Exercise directions: Set down exactly, and only, the lines from the one with "Q: Report x and y for each instance of the medal" to the final line of the entries, both included.

━━━━━━━━━━━━━━━━━━━━

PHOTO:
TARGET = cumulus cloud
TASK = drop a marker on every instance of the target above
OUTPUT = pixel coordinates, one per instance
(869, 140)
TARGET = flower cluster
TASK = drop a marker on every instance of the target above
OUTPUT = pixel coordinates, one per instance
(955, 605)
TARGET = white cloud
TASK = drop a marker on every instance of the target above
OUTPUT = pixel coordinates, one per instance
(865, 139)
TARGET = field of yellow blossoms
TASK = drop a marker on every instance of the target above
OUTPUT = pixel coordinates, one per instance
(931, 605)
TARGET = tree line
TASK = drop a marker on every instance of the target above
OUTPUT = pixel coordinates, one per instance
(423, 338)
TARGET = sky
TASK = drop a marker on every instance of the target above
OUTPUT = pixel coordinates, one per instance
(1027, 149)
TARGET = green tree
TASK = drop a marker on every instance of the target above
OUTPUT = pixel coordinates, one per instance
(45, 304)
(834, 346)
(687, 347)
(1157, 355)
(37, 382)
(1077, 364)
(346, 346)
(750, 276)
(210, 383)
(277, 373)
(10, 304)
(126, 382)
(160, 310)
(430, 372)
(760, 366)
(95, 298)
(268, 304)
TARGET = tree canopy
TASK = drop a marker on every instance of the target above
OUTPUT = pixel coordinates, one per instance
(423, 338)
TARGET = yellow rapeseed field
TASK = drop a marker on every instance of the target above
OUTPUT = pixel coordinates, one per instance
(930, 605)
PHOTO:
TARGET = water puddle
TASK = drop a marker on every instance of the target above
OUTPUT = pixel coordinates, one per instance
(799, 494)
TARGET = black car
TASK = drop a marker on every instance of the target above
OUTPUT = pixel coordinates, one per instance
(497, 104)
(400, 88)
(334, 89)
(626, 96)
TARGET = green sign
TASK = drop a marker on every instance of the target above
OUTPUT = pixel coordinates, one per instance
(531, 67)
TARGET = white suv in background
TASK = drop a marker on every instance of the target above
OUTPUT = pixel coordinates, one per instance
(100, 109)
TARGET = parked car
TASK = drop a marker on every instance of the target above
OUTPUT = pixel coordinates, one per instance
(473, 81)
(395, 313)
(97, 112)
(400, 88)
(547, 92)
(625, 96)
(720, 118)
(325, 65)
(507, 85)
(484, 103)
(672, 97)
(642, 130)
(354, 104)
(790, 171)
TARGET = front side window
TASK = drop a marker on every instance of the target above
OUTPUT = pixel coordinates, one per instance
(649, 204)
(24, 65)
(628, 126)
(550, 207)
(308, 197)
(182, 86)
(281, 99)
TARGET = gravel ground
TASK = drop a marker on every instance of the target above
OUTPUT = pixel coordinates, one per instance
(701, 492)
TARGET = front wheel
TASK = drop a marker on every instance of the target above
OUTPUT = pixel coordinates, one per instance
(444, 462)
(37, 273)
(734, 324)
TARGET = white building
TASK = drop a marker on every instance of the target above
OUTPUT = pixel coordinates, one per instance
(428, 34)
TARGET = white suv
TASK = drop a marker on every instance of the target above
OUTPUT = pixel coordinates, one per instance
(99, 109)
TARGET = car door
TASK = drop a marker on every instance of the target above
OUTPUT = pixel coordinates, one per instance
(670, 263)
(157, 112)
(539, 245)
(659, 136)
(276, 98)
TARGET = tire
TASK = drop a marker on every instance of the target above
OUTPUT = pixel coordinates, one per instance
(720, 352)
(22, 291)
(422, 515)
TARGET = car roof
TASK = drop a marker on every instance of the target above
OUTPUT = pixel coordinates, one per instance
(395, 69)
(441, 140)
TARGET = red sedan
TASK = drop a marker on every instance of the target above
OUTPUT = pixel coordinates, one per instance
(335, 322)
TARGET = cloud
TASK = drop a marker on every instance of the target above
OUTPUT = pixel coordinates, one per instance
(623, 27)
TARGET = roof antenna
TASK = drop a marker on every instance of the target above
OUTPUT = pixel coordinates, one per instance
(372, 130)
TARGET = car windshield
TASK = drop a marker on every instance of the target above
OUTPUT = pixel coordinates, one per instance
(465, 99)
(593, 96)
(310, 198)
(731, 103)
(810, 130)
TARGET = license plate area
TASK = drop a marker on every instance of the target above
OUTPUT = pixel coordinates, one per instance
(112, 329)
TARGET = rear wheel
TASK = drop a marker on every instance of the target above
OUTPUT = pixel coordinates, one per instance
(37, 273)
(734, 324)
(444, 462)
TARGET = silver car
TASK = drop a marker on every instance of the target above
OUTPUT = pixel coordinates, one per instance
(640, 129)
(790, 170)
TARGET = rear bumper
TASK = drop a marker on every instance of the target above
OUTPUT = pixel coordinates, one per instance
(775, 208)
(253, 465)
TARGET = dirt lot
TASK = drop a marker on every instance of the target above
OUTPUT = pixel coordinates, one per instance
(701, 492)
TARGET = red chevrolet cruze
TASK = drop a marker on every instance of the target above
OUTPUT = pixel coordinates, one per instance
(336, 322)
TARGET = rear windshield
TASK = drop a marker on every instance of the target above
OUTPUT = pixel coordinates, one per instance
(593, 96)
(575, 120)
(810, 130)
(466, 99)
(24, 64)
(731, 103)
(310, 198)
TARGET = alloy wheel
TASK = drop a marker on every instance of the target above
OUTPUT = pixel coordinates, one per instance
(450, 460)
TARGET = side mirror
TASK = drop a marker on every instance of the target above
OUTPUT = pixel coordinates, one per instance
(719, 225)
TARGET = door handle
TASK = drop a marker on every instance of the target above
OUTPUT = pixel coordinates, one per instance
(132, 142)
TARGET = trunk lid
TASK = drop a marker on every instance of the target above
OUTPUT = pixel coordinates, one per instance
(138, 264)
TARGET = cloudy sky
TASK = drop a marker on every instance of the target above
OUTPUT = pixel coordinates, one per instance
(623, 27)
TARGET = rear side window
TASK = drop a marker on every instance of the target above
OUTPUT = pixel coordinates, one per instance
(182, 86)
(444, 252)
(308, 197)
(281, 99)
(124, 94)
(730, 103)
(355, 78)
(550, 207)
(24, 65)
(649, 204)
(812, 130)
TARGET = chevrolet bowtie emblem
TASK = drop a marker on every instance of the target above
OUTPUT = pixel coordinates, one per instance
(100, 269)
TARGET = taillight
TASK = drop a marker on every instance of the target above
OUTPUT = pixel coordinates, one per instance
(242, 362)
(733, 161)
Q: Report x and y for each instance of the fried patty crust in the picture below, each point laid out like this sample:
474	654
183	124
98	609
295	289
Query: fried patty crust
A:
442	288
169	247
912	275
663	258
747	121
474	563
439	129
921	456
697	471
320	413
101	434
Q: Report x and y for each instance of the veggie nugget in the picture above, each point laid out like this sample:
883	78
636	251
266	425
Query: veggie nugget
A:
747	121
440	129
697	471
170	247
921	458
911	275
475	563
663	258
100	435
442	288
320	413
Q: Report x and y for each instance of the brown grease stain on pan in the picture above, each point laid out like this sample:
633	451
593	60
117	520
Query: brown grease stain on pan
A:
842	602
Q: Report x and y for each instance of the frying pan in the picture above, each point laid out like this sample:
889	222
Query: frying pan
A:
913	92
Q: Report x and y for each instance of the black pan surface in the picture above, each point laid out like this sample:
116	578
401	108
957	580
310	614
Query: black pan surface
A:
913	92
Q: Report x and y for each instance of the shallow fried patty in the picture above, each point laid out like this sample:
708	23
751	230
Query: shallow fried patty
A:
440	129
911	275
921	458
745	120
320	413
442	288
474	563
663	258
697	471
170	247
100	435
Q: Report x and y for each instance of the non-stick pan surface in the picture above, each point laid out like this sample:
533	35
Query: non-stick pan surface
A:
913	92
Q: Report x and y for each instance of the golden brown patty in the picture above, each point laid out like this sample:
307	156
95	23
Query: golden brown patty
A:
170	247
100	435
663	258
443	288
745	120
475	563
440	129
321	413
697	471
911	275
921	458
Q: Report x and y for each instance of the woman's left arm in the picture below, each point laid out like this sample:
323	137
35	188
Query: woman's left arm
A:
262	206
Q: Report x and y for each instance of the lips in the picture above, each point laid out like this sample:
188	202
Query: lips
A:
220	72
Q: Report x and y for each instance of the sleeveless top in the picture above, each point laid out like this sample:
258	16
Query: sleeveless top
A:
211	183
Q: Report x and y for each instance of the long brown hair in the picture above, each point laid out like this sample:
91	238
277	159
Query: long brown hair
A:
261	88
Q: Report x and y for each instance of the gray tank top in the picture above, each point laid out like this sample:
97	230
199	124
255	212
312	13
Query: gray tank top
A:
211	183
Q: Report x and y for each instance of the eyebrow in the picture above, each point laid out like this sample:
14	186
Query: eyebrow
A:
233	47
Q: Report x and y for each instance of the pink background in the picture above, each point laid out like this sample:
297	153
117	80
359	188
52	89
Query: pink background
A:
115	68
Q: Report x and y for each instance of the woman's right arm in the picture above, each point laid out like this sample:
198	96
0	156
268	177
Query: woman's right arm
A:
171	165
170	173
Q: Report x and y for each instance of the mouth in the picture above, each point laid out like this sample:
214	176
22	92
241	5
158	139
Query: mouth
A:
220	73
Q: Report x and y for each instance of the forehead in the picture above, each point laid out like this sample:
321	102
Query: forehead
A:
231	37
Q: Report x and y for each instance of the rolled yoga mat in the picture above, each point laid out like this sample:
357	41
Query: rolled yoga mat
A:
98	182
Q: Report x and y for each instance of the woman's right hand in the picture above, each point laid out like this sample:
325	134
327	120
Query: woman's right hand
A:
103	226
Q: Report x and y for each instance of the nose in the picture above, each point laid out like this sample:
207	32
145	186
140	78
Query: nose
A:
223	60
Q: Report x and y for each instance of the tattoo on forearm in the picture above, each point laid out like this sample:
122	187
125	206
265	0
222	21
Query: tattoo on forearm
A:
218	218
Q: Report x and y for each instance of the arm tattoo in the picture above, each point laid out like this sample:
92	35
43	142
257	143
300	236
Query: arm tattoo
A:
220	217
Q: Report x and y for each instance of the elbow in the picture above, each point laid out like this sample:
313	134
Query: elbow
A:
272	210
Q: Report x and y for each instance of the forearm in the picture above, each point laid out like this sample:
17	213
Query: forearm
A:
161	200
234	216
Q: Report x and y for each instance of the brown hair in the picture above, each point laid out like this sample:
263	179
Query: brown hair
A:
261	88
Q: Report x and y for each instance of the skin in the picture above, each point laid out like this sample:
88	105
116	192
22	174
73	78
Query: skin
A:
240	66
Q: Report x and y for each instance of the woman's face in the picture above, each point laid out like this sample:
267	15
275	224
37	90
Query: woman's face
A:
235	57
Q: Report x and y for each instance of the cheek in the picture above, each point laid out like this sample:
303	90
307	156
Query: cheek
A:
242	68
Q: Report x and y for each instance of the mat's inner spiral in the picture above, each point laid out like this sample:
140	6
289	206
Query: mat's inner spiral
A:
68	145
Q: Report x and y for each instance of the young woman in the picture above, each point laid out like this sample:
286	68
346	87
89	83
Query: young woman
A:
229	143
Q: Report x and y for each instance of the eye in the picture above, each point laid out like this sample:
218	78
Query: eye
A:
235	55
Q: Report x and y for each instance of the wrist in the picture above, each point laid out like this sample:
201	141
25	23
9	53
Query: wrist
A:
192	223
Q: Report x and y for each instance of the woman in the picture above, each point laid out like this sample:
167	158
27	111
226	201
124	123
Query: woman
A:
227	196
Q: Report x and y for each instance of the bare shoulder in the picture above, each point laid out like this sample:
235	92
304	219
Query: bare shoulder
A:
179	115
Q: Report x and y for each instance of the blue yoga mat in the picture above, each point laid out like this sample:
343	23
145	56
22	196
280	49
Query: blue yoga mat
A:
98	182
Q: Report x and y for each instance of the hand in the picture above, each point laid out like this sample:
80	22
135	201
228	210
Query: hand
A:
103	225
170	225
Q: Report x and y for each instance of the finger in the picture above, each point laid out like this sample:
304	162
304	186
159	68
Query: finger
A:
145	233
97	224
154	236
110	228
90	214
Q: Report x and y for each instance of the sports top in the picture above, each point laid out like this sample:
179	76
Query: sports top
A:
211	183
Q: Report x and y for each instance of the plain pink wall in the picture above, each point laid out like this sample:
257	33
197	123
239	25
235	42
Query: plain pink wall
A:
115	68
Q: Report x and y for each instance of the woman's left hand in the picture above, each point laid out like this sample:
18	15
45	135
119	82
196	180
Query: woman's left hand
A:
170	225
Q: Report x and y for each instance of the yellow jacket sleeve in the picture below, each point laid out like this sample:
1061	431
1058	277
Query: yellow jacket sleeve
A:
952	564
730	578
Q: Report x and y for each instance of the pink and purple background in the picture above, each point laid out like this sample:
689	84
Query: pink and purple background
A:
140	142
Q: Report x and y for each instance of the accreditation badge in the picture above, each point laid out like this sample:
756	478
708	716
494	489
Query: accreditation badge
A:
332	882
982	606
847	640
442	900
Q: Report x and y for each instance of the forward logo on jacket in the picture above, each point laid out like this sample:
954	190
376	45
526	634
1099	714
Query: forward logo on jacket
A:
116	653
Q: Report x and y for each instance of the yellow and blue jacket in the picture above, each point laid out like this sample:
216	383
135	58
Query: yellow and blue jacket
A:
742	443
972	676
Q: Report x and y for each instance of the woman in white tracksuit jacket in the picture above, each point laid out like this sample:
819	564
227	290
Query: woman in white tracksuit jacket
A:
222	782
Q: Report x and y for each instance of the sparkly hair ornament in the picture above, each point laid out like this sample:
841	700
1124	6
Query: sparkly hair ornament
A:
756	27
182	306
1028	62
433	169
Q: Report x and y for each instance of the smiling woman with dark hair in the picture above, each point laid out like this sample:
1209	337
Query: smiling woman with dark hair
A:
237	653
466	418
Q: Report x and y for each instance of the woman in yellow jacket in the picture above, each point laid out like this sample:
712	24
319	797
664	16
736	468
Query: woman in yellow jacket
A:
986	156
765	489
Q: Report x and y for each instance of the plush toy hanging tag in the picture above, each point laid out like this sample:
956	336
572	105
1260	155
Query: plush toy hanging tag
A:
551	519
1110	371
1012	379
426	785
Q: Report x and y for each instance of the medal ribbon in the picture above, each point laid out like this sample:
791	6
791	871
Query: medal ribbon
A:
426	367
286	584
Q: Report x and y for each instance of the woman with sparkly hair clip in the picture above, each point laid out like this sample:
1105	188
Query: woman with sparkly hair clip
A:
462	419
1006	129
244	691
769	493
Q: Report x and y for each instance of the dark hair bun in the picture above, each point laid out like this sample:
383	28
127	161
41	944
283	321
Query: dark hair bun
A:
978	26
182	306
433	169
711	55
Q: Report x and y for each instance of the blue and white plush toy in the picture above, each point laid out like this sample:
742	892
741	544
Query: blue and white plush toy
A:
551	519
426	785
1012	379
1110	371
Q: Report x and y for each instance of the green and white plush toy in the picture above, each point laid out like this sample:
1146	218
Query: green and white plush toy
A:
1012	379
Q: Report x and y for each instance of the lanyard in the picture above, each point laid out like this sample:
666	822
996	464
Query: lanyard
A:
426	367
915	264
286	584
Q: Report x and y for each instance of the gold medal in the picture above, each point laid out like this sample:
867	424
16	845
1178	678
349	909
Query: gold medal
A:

━━━━━━━━━━━━━━━━━━━━

Exercise solution:
Q: Report x and y for each instance of the medal ribbon in the picture above, each point laid out like this sample:
791	6
791	871
Query: medal ribbon
A:
426	367
286	584
Q: Report x and y for each instance of the woman with sparkly hair clip in the picture above, each point laid out like this sample:
1105	188
Query: woman with sparkly hair clip
A:
462	419
1006	129
244	691
769	493
Q: Report x and y for each instance of the dark hair bun in the picture above, each point laid out like this sample:
383	28
127	161
41	944
283	321
Query: dark hair bun
A:
978	26
182	306
433	169
711	55
Q: Report x and y for each instance of the blue and white plush toy in the picture above, each point laid out like this sample:
742	892
741	544
Query: blue and white plush toy
A:
551	519
426	785
1012	379
1110	371
Q: Report x and y for each instance of the green and white plush toy in the picture above, each point laid out like this sample:
1146	218
Query: green and white plush toy
A:
1012	379
Q: Report x and y for each instance of the lanyard in the picture above, each point laid out like this sample:
666	822
996	464
Query: lanyard
A:
426	367
915	264
286	584
Q: Report x and y for each instance of the gold medal in the picture above, each point laid out like this sample:
867	424
16	845
1178	678
349	909
Query: gold medal
A:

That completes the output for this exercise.